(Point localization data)
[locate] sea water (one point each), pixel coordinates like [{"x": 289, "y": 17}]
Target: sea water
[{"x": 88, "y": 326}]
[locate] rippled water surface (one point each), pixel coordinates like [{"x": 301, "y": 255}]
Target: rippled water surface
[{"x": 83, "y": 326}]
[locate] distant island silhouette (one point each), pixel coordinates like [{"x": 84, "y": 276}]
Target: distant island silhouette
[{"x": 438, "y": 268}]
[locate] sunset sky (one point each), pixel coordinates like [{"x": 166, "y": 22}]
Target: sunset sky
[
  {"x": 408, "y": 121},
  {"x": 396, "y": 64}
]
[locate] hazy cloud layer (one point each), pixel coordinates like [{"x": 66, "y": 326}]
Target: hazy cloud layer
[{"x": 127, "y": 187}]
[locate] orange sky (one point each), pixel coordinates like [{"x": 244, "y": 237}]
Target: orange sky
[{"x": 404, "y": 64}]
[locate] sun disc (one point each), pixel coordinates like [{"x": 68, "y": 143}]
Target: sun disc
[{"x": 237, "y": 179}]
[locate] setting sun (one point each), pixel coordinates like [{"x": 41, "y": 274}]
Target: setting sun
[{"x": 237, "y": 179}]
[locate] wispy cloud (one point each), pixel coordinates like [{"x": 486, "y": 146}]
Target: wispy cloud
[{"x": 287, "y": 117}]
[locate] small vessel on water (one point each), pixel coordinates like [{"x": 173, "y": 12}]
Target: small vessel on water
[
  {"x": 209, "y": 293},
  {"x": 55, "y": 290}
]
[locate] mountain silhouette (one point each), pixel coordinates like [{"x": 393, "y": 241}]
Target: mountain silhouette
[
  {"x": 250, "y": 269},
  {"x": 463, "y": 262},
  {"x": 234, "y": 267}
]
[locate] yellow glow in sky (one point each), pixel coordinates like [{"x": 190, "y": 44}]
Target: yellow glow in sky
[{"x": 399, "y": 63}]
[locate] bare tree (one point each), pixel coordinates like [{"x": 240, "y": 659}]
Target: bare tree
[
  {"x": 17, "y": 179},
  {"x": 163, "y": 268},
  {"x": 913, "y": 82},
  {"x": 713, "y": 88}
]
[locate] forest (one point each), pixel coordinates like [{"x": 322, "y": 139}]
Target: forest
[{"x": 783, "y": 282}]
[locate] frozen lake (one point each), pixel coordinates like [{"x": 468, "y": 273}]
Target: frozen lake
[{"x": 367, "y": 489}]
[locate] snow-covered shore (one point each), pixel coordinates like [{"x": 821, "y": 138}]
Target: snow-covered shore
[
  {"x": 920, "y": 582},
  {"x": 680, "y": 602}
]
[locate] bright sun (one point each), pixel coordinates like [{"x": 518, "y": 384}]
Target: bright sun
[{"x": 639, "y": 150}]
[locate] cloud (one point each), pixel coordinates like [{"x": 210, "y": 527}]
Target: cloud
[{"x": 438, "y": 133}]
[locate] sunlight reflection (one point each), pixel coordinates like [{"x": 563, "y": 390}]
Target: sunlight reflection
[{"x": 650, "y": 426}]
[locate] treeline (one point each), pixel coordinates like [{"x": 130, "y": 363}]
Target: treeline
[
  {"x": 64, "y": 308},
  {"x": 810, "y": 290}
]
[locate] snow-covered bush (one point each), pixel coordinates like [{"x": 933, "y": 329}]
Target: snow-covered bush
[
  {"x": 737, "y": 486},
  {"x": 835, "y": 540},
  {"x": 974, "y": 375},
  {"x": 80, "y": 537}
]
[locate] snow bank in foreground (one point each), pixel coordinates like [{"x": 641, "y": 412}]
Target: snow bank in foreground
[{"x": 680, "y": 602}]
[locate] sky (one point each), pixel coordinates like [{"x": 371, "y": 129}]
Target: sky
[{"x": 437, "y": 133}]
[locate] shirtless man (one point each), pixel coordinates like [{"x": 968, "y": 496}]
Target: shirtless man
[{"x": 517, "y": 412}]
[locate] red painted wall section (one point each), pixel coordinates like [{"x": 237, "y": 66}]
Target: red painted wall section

→ ABOUT THIS EXERCISE
The lines to set down, exactly and with both ends included, run from the one containing "[locate] sky (one" to the last line of the data above.

→ RESPONSE TO THE EXERCISE
[locate] sky (one point each), pixel coordinates like [{"x": 371, "y": 129}]
Target: sky
[{"x": 437, "y": 133}]
[locate] shirtless man (one point each), pixel coordinates like [{"x": 968, "y": 496}]
Target: shirtless man
[{"x": 517, "y": 412}]
[locate] red painted wall section (one point each), pixel coordinates like [{"x": 237, "y": 66}]
Target: red painted wall section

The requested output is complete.